• [EXTRACTED ENTRIES]
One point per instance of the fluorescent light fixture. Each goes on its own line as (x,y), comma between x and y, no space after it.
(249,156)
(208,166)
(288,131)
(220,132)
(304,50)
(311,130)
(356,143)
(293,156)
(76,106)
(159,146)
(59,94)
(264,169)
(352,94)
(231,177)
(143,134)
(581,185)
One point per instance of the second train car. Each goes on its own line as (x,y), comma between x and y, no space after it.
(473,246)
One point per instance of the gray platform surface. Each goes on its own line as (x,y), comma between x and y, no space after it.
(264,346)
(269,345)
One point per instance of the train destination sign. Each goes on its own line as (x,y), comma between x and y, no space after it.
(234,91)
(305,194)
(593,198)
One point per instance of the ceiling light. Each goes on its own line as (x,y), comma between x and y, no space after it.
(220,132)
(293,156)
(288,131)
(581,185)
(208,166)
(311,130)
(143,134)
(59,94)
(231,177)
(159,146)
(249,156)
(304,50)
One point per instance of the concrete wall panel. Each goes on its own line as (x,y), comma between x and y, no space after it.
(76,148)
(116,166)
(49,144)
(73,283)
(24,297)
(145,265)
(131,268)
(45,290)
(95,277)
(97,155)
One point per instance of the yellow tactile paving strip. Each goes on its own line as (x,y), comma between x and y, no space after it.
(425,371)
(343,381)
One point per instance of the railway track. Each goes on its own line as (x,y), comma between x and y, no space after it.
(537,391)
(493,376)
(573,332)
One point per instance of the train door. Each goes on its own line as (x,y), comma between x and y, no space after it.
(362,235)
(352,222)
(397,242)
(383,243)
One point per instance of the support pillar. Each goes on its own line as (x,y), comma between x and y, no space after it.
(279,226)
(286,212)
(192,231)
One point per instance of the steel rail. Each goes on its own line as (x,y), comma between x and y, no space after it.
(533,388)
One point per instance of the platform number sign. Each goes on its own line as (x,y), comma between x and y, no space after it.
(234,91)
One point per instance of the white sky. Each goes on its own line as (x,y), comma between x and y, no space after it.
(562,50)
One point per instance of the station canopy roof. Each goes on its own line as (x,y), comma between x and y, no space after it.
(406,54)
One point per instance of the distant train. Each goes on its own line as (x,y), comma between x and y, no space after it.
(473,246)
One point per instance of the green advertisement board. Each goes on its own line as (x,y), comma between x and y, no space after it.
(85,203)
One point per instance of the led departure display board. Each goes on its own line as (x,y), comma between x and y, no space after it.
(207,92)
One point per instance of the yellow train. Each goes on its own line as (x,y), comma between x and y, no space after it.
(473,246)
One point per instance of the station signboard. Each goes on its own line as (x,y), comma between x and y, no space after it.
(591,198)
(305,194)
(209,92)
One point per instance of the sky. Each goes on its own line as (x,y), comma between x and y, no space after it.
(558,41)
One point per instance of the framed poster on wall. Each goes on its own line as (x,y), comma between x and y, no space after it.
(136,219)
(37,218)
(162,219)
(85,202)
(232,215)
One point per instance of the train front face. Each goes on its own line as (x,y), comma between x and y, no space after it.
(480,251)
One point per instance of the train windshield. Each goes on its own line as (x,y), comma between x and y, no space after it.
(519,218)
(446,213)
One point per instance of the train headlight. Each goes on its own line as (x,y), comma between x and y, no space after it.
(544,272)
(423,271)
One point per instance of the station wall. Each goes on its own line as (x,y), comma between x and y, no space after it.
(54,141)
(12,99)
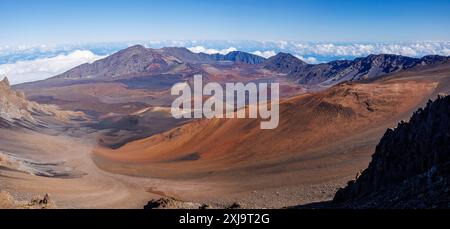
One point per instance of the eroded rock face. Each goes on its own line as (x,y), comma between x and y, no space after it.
(15,109)
(410,167)
(338,71)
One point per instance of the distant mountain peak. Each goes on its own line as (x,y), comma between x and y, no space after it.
(284,63)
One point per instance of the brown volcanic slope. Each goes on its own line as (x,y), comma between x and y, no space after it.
(322,137)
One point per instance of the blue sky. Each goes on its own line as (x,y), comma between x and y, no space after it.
(71,21)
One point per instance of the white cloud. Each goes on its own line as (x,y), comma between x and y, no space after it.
(265,54)
(309,60)
(201,49)
(413,49)
(32,70)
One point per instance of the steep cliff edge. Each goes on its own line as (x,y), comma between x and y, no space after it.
(410,167)
(16,110)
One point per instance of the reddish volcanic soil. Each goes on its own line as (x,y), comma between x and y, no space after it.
(322,141)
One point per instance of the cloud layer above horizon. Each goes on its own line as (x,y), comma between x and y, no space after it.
(31,63)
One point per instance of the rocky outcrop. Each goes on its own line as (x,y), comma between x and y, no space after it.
(131,61)
(138,60)
(335,72)
(410,167)
(7,201)
(16,110)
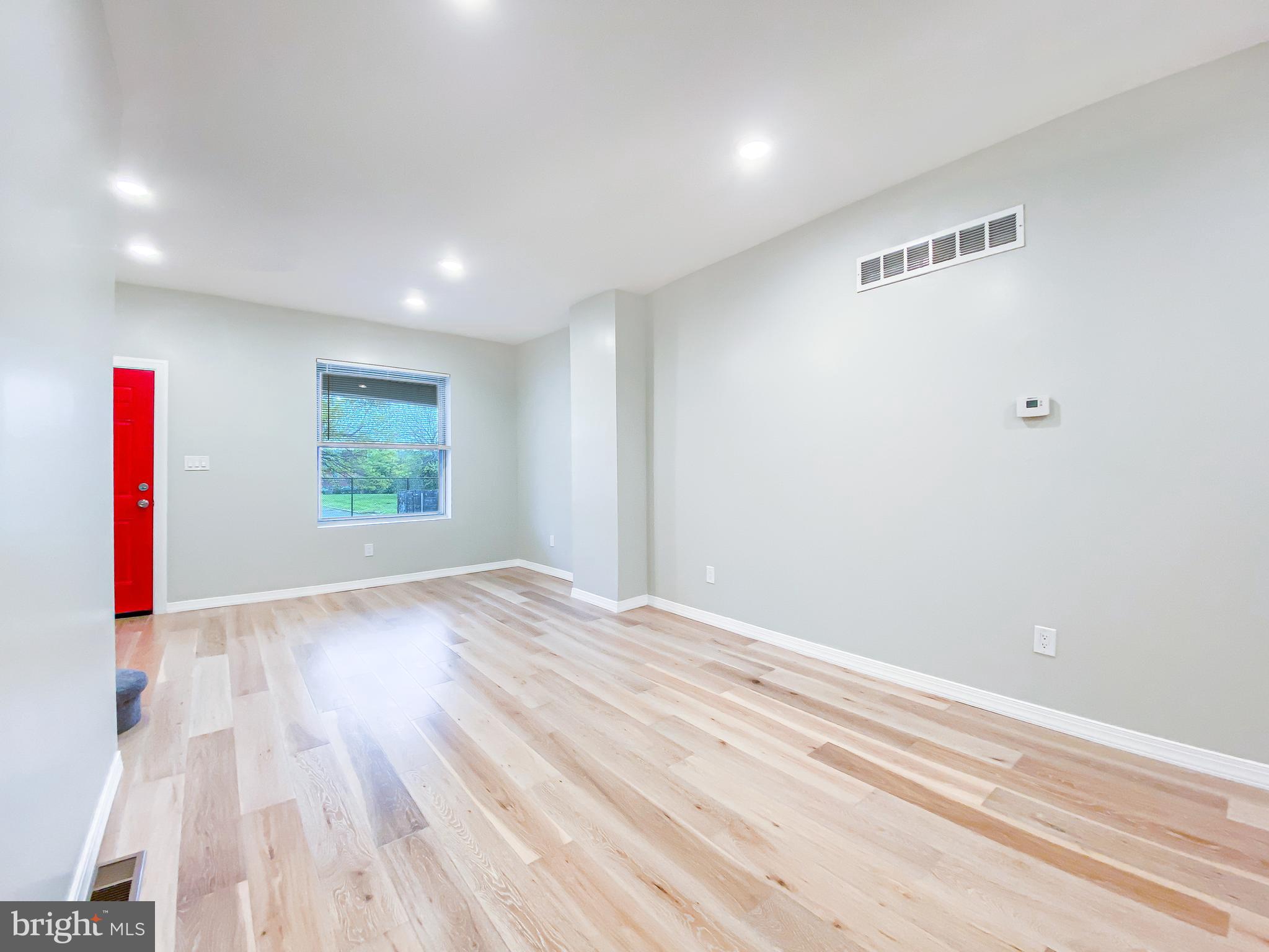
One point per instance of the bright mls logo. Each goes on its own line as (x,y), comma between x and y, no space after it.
(105,927)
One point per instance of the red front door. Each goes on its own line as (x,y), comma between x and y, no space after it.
(133,490)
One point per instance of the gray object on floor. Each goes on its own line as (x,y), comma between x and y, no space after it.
(128,684)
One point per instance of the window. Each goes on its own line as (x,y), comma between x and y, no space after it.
(382,442)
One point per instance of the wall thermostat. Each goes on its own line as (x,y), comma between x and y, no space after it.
(1033,407)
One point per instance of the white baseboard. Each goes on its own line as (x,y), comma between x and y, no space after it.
(86,870)
(545,569)
(1211,762)
(624,606)
(278,594)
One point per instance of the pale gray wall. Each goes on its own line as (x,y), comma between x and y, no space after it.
(593,371)
(632,447)
(241,381)
(545,451)
(852,464)
(59,115)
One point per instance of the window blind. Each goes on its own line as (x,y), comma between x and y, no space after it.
(381,405)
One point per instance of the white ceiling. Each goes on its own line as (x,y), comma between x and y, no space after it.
(327,154)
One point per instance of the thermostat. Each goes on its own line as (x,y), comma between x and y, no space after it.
(1033,407)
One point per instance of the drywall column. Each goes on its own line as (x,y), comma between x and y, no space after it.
(608,375)
(59,112)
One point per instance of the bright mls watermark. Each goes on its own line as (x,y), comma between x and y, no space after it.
(107,927)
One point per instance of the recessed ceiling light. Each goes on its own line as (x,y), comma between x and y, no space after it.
(132,191)
(754,150)
(144,250)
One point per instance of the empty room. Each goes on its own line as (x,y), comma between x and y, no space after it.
(688,475)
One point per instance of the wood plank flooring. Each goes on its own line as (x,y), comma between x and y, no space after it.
(484,763)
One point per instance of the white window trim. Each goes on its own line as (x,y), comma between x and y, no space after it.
(447,452)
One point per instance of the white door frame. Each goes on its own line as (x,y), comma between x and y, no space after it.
(160,470)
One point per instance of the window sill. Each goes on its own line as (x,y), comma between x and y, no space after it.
(380,521)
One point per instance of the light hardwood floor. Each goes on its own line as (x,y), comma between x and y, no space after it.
(484,763)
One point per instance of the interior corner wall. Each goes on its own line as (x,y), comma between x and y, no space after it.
(545,506)
(853,467)
(241,391)
(59,111)
(632,382)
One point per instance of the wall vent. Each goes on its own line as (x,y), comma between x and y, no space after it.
(120,880)
(989,235)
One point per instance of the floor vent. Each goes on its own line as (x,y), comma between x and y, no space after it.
(989,235)
(120,880)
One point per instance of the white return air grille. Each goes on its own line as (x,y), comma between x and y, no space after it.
(989,235)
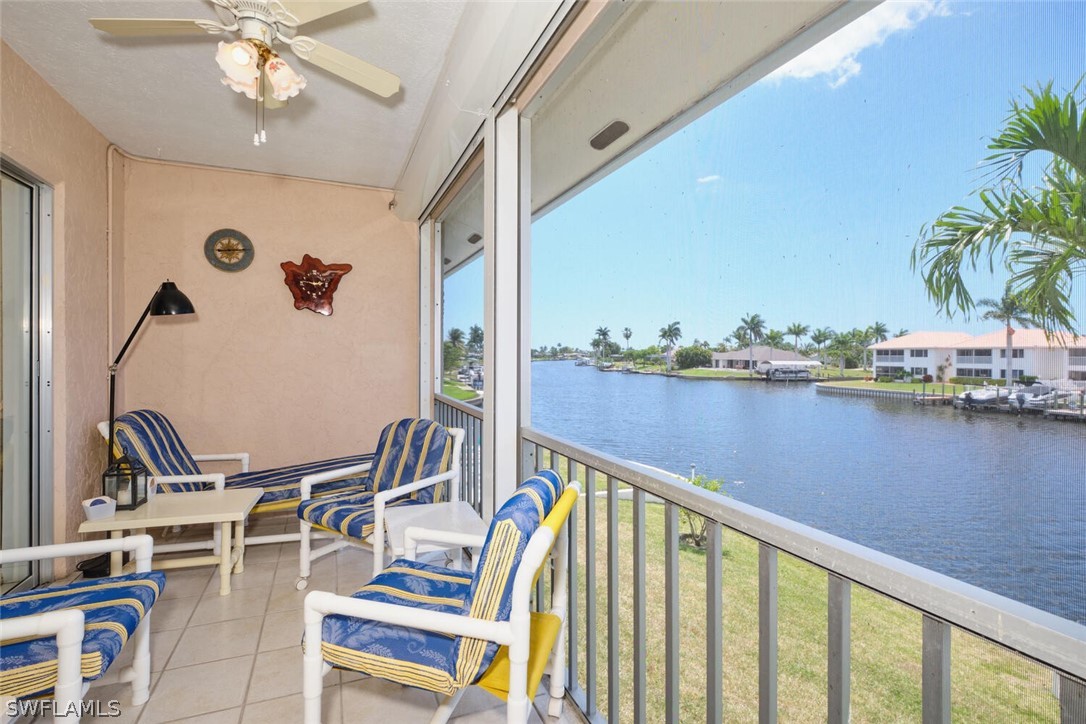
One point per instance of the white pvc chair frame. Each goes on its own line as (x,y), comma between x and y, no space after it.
(67,625)
(376,542)
(514,633)
(216,479)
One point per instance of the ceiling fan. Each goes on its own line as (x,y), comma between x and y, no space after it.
(251,64)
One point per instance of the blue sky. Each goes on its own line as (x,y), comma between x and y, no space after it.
(799,199)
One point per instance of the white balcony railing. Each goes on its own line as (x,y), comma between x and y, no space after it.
(454,414)
(653,640)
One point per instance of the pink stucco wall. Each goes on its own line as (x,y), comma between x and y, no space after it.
(46,136)
(249,372)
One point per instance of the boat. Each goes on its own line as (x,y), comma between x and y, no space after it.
(1047,399)
(984,397)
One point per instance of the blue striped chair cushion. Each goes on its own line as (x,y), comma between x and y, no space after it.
(407,656)
(491,595)
(149,437)
(112,609)
(349,515)
(409,451)
(281,484)
(432,661)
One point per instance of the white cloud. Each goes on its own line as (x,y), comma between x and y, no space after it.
(835,58)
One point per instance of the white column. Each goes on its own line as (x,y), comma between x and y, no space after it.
(505,305)
(429,290)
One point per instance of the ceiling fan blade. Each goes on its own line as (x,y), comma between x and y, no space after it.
(144,26)
(306,11)
(352,68)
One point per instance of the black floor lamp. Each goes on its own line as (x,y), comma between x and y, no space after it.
(123,480)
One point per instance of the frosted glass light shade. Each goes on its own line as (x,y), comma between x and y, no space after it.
(285,83)
(239,62)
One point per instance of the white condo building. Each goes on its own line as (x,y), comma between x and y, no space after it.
(956,354)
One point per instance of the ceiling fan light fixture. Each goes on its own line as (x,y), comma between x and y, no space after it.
(239,61)
(283,80)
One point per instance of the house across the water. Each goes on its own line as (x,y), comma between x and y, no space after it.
(945,355)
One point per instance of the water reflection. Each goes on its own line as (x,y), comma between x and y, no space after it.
(993,499)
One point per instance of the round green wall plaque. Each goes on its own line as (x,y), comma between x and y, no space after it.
(228,250)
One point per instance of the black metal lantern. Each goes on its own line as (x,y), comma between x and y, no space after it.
(125,482)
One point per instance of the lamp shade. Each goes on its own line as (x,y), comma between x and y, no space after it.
(169,301)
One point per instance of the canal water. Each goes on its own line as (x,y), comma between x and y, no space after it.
(993,499)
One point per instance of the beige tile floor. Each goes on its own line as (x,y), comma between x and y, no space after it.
(237,659)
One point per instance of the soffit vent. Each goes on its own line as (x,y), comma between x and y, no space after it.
(614,130)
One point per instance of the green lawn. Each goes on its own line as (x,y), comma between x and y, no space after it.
(988,684)
(457,391)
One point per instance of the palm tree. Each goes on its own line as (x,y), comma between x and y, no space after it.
(1007,309)
(475,339)
(754,328)
(773,338)
(795,331)
(741,337)
(670,335)
(873,334)
(820,337)
(1039,233)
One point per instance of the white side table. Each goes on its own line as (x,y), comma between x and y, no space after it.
(165,509)
(458,517)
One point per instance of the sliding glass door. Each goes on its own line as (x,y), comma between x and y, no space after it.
(25,208)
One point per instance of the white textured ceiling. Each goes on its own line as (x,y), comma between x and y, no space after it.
(162,97)
(660,66)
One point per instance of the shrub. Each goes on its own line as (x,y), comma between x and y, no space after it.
(690,357)
(697,525)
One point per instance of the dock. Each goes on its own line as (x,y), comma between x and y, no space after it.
(1073,416)
(933,399)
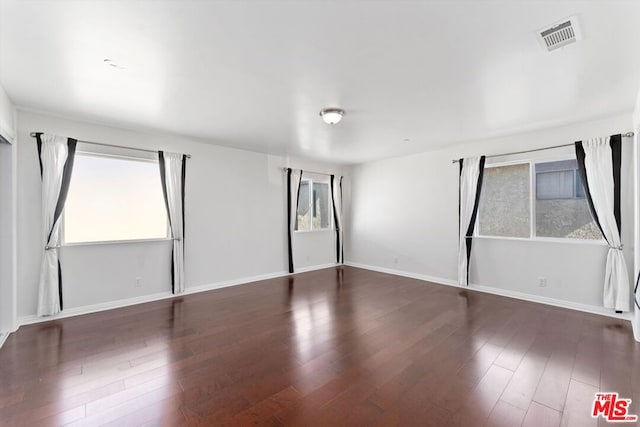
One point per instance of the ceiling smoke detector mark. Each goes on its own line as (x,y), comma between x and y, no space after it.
(560,34)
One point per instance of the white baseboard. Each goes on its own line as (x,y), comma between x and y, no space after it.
(94,308)
(497,291)
(316,267)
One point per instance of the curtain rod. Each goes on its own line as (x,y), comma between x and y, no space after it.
(34,134)
(625,135)
(317,173)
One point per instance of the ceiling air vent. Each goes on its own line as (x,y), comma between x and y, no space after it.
(560,34)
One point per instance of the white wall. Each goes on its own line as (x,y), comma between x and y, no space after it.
(7,116)
(7,216)
(404,217)
(636,128)
(235,221)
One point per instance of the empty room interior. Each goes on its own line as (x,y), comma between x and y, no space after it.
(319,213)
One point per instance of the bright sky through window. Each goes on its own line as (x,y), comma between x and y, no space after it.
(112,199)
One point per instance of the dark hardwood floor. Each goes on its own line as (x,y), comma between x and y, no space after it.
(340,346)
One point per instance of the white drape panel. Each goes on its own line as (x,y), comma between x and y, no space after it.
(336,193)
(468,187)
(53,156)
(294,188)
(599,168)
(173,186)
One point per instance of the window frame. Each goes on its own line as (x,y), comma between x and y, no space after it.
(321,180)
(532,205)
(117,156)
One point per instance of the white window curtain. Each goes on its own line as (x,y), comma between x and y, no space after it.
(56,165)
(293,192)
(471,170)
(172,174)
(599,161)
(336,197)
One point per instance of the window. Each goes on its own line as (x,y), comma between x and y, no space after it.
(505,202)
(561,206)
(314,210)
(555,205)
(113,199)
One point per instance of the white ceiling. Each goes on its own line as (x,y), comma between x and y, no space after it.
(254,74)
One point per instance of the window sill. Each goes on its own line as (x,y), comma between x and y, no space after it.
(601,242)
(116,242)
(323,230)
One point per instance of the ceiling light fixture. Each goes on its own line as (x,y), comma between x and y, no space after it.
(331,116)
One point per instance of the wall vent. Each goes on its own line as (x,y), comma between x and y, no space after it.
(560,34)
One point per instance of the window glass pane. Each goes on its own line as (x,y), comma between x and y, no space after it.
(320,205)
(303,220)
(555,185)
(114,199)
(559,214)
(505,202)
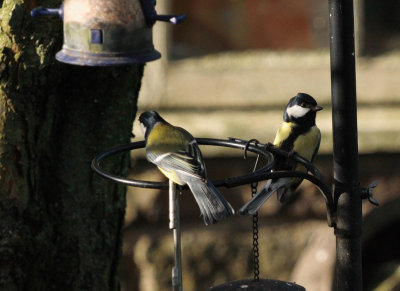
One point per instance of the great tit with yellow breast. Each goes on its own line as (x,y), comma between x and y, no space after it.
(176,153)
(298,133)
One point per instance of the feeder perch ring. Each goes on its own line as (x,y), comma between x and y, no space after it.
(230,143)
(261,174)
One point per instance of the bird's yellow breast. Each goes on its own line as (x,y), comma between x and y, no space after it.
(166,138)
(305,144)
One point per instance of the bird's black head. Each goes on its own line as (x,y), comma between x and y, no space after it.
(302,110)
(148,119)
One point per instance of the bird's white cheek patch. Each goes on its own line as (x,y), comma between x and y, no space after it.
(297,111)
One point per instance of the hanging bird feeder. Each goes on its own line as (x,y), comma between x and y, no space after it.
(108,32)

• [EXERCISE DETAILS] Exactly reproduce the lines beginning at the one that contains "One point per instance of the ceiling light fixture." and ending at the final line of the material, with the pictures left out.

• [TASK RESPONSE]
One point per instance of the ceiling light fixture. Each goes on its own line as (x,y), comma between x and y, no space after it.
(331,116)
One point per instance of the wall vent. Each goes on its own line as (x,y), comma between x and y, no space after it.
(560,34)
One point per instance of the window glass pane. Each goes on its own line as (x,y), comma between x and y, no space after it.
(320,205)
(303,220)
(555,185)
(114,199)
(559,214)
(505,202)
One point per instance of the great tit with yellow breast. Each goes on its own line as (x,y), comma between x and y, no space after it.
(176,153)
(298,133)
One point per instance of the feeder perch ring. Each goes on its own line as (x,y), comma between x and y, no space after it.
(230,143)
(261,174)
One point per instance of the bird's yellow breast. Each goes on its own line as (x,y), comma between x and y, no space after it.
(166,138)
(305,144)
One point per instance of the bird's black head. Each goes on its own line as (x,y), comma between x and y, no space after it.
(302,110)
(148,119)
One point per instance of the bird's white cheek patch. Each goes on its own line as (x,y), comma between x and y, no space after it.
(297,111)
One point per instance of the hanging bird feeder. Each goes on its own line as (x,y), comma between x and y, no space after it.
(108,32)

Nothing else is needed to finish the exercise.